- Exercise set -
a - In the passage on early India, what symbol is given as the sign of the civilization thought to have girdled the earth?
b - Name every land or region through which, according to the passage on early India, the "brown belt" probably passed.

- Selection -
The Brown-skinned Tribes.

"Once upon a time,"[2] when the Stone Men had passed, a strange, new civilization is thought to have girdled the earth, passing probably in a "brown belt" from Mediterranean lands across India to the Pacific world and the Americas. Its sign was the curious symbol of the Swastika; its passwords certain primitive customs common to all these lands. Its probable Indian representatives are known to-day as Dravidians--the brown-skinned people still dominating South Indian life, whose exact place in the family of races puzzles every anthropologist. It was then that civilization was first walking up and down the great river valleys of the Old World. While the first pyramids[3] were a-building beside the long green ribbon of the Nile and the star-gazers[4] of Mesopotamia were reading future events from her towers of sun-dried bricks, Dravidian tribes were cultivating the rich mud of the Ganges valley, a slow-changing race. Did the lonely traveler, I wonder, troll the same air then as now to ward away evil spirits from the star-lit road? Did the Dravidian maiden do her sleek hair in the same knot at the nape of her brown neck, and poise the earthen pot with the same grace on her daily pilgrimage to the river?

The Aryan Brother.

"Once upon a time" Abraham pitched his tent beneath the oaks of Mamre, and Moses shepherded his father-in-law's flocks at "the back side of the desert." It was then that down through the grim passes of the Himalayas, where now the British regiments convoy caravans and guard the outposts of Empire, a people of fair skin and strange speech migrated southward to the Land of the Five Rivers and the fat plains of the Ganges. Aryan even as we, the Brahman entered India, singing hymns to the sun and the dawn, bringing with him the stately Sanskrit speech, new lore of priest and shrine, new pride of race that was to cleave society into those horizontal strata that persist to-day in the caste system. Thus through successions of Stone-Age men, Dravidian tribes, and Aryan invaders, India stretches her roots deep into the past. But while there were transpiring these

"Old, unhappy, far-off things
And battles long ago,"

where were we? The superior Anglo-Saxon who speaks complacently of "the native" forgets that during that same "once upon a time" when civilization was old in India, his ancestors, clad in deer skin and blue paint, were stalking the forests of Europe for food.

[Excerpts of labeled region data]
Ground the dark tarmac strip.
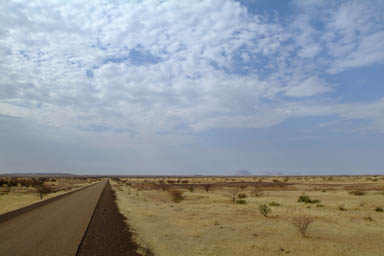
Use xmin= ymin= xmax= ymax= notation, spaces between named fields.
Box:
xmin=76 ymin=182 xmax=144 ymax=256
xmin=0 ymin=181 xmax=106 ymax=256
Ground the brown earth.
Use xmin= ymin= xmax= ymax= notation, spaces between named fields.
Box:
xmin=76 ymin=182 xmax=148 ymax=256
xmin=0 ymin=181 xmax=106 ymax=256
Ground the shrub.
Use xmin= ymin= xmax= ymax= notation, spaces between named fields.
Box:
xmin=237 ymin=194 xmax=247 ymax=199
xmin=229 ymin=188 xmax=239 ymax=204
xmin=251 ymin=188 xmax=263 ymax=197
xmin=269 ymin=201 xmax=280 ymax=206
xmin=363 ymin=216 xmax=373 ymax=221
xmin=235 ymin=199 xmax=247 ymax=204
xmin=169 ymin=189 xmax=184 ymax=203
xmin=35 ymin=184 xmax=53 ymax=200
xmin=259 ymin=203 xmax=272 ymax=217
xmin=349 ymin=190 xmax=366 ymax=196
xmin=297 ymin=195 xmax=320 ymax=204
xmin=292 ymin=215 xmax=315 ymax=237
xmin=201 ymin=184 xmax=213 ymax=192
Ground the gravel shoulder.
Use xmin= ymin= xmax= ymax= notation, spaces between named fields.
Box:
xmin=0 ymin=181 xmax=106 ymax=256
xmin=77 ymin=182 xmax=141 ymax=256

- Per-task answers -
a - The Swastika

b -
- Mediterranean lands
- India
- the Pacific world
- the Americas